**PAGE EXTRACT:**

= Beginning of Section =

Aston Martin’s Awaited SUV Lands With Cash Balance Blinking Red
(Bloomberg) -- Aston Martin Lagonda Global Holdings Plc began production of its debut sport-utility vehicle, the linchpin to the struggling U.K. carmaker’s hopes to engineer a turnaround and repair its virus-battered balance sheet.
The $189,000 DBX is being assembled at Aston Martin’s factory in St. Athan, built on the former site of a defense ministry airfield. The manufacturer is looking to attack the ultra-luxury SUV segment occupied by the likes of Lamborghini’s Urus and Bentley’s Bentayga.
Lately, Aston Martin’s own finances have been under fire. In the months since Canadian billionaire Lawrence Stroll bailed out the carmaker at the beginning of the year, it has announced a CEO change and said it may need to seek more funding. Aston Martin shares have plunged more than 90% since their listing less than two years ago, failing to replicate Ferrari NV’s stock market success.
Tobias Moers, the former head of Daimler AG’s Mercedes-AMG performance division, will replace Andy Palmer as chief executive officer on Aug. 1. Moers, 54, will count on the DBX to boost sales in markets including China, where wealthy consumers’ preference to be driven by chauffeurs in roomier rides has helped high-priced SUVs catch on.

= End of Section =

**WORK TO BE COMPLETED:**
Repeat word for word the part of the Aston Martin SUV article that begins with the words containing "Aston Martin’s Awaited" and ends with "virus-battered balance sheet.".

**LISTED RECORDS:**
= Beginning of Section =

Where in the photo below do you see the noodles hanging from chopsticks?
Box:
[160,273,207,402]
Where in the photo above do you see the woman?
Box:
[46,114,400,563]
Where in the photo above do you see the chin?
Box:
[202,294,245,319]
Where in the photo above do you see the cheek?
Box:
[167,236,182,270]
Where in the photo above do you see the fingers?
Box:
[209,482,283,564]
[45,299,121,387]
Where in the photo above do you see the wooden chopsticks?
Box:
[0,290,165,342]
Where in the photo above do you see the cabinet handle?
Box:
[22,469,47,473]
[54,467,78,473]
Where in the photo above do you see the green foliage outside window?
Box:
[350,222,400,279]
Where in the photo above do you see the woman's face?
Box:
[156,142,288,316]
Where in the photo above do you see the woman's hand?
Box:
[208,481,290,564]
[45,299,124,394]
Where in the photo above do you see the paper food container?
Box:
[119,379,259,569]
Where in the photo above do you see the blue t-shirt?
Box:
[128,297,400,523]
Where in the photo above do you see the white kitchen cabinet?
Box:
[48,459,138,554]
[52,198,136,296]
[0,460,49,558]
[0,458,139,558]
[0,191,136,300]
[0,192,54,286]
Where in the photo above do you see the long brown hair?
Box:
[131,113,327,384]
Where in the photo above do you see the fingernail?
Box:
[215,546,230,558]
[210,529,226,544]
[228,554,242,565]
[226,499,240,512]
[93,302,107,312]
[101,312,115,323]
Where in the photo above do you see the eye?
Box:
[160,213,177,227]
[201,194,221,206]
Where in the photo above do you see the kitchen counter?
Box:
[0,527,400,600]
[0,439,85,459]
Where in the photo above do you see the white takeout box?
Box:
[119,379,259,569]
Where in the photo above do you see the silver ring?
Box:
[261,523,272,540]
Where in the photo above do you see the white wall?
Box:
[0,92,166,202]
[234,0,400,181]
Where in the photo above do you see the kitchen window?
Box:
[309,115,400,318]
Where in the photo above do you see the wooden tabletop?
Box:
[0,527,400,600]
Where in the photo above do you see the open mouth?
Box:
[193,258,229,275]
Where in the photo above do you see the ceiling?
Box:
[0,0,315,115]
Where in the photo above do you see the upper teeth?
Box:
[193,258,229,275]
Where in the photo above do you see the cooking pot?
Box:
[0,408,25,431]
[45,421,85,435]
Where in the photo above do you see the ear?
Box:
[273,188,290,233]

= End of Section =

**OUTPUT:**
Aston Martin’s Awaited SUV Lands With Cash Balance Blinking Red
(Bloomberg) -- Aston Martin Lagonda Global Holdings Plc began production of its debut sport-utility vehicle, the linchpin to the struggling U.K. carmaker’s hopes to engineer a turnaround and repair its virus-battered balance sheet.